• **Study text**:
━━━━━━━━━━━━━━━━━━━━━━━━━━━━━━

Windbreaks and living snow fences are extremely important in southeastern Colorado where the wind blows often and hard with not much deterrence through our relatively flat terrain.
La Junta Field Office – Agroforestry
Strategically placed windbreaks greatly reduce wind speed around a specific target. Targets can be homesteads, roads, barns, feedlots, corrals, crop fields or any other number of areas.
The benefits of reduced wind speed include blocking blowing snow, reducing heating and cooling costs, buffering sound and odor, providing cooler or warmer areas for livestock, and reducing soil erosion. Windbreaks also provide great habitat for many wildlife species, especially when a fruit-producing shrub row is added.
Planning is the first step toward planting a successful windbreak. In southeastern Colorado, windbreaks are most effective when located on the north, west or northwest sides of targets. In order to keep snow from piling on a target, the center of the inside row must be planted at least 150′-200′ from the target. Also, the ends of windbreaks need to be located at least 50′ from targets as snow will accumulate around the ends.
Planting two high-density (8′-10′ in-row spacing) rows of evergreens will provide the most benefit for blocking wind and snow. Due to our dry climate, we also recommend installing weed barrier fabric and a drip system for optimum survival and maintaining healthy trees. Weed barrier fabric must be checked annually for any girdling problems – simply cut the fabric away from the trunks.

━━━━━━━━━━━━━━━━━━━━━━━━━━━━━━

• **Provided information**:

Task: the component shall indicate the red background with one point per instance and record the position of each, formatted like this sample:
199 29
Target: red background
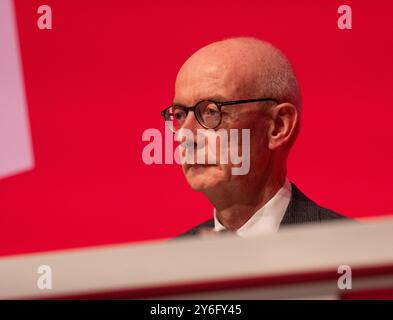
99 78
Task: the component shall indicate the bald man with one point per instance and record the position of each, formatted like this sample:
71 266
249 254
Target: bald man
244 83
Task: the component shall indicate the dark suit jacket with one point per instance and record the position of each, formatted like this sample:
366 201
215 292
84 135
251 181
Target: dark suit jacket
300 210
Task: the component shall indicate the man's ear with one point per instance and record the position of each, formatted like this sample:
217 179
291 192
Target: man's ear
284 126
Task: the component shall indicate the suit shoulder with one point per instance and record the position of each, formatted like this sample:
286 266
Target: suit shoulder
193 231
301 209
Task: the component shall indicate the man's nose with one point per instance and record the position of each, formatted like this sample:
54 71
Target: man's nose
191 123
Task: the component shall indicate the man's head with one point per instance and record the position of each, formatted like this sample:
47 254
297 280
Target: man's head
237 69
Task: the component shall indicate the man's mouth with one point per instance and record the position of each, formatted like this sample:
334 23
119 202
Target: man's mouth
199 167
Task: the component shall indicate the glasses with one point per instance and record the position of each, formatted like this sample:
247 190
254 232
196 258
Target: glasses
207 112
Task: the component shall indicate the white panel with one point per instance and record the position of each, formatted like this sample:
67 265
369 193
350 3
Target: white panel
15 144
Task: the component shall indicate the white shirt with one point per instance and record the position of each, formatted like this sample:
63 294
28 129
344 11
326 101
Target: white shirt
268 218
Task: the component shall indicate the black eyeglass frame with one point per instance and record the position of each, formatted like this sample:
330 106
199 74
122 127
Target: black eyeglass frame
219 104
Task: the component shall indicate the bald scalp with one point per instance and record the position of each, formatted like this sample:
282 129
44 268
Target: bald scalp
257 67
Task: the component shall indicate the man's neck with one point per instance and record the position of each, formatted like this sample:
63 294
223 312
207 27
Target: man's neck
236 205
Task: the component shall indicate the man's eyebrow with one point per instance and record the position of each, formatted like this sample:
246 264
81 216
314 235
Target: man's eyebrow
218 98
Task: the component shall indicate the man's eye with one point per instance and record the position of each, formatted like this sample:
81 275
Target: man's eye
179 115
211 112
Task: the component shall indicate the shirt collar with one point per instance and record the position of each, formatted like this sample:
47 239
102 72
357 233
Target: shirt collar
268 218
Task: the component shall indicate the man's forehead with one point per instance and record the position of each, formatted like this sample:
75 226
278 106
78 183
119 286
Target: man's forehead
216 80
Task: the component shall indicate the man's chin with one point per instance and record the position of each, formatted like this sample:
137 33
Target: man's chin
203 178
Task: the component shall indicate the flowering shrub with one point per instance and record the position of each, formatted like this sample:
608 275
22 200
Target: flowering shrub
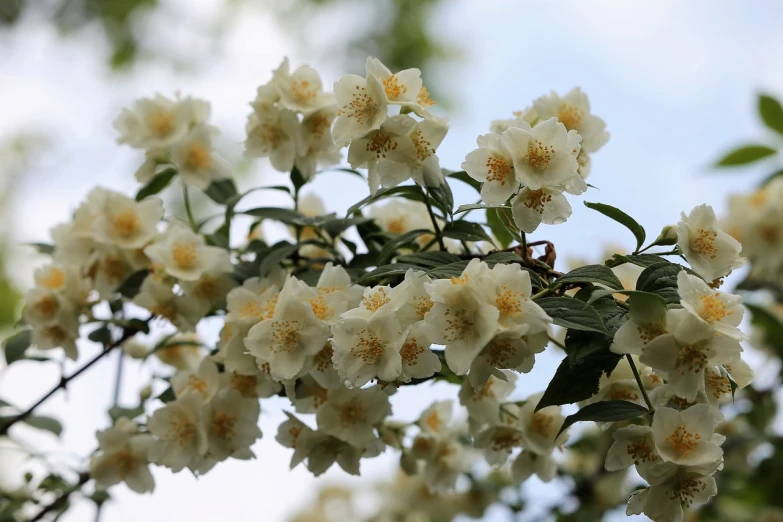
402 289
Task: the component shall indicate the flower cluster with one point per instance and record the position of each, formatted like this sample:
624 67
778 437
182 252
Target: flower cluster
337 321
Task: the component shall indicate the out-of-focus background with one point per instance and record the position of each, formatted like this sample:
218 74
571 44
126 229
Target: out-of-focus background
675 81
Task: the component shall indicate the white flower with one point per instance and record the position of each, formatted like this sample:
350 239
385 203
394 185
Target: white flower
711 252
720 310
687 437
685 354
181 440
368 348
230 423
204 381
272 132
289 337
633 445
184 254
672 488
301 90
510 350
123 456
159 122
361 107
510 294
492 165
418 361
422 163
159 298
540 427
528 463
350 415
316 147
573 111
545 156
126 223
197 163
460 317
546 205
400 88
384 152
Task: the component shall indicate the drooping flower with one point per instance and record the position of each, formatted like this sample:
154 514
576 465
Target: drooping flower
573 111
186 256
710 251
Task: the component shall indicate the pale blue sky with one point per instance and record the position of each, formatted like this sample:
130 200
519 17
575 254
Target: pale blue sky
674 80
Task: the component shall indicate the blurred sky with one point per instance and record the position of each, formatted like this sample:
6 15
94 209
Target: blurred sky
674 80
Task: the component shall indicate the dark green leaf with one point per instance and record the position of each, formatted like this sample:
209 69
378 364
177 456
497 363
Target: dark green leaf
277 253
221 191
604 411
572 313
661 279
284 215
43 422
433 259
466 231
100 335
745 155
412 192
622 218
578 382
131 286
771 113
15 345
403 240
42 248
592 274
159 181
499 226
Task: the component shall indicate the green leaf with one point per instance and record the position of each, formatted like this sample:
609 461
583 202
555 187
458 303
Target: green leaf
221 191
771 112
661 279
578 382
131 286
622 218
43 422
115 412
443 198
604 411
499 227
395 269
573 314
159 181
745 155
412 192
277 253
100 335
42 248
433 259
403 240
15 345
465 231
463 177
592 274
284 215
770 325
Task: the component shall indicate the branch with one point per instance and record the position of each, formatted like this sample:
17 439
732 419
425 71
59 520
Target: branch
128 332
63 498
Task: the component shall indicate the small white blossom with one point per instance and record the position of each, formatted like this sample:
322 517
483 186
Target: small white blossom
123 456
710 251
573 111
186 256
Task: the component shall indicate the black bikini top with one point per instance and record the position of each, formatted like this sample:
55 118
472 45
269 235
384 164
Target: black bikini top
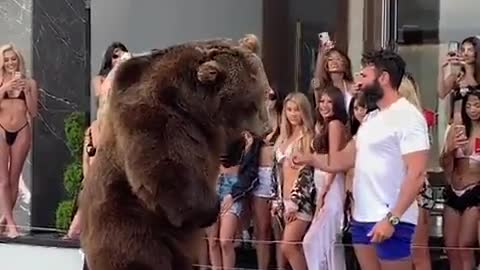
20 96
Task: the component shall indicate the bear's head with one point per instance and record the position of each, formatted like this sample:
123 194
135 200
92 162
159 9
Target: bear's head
215 87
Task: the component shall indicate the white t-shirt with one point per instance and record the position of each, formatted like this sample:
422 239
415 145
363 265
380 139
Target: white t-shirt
382 139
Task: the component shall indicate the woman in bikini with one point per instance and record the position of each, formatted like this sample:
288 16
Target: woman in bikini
18 106
294 216
101 84
461 162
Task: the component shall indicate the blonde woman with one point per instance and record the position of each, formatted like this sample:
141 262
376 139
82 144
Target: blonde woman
421 255
293 215
18 106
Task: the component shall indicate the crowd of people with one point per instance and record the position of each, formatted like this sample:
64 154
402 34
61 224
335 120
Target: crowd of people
348 156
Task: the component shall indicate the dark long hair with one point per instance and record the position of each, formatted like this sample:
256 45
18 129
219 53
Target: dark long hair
321 142
107 57
476 45
353 123
465 119
325 79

━━━━━━━━━━━━━━━━━━━━━━━━━━━━━━

• **Description of the task**: Please answer from the windbreak text: how far from the target must the center of the inside row be planted to keep snow from piling on it?

• **Answer for the task**: At least 150′-200′ from the target.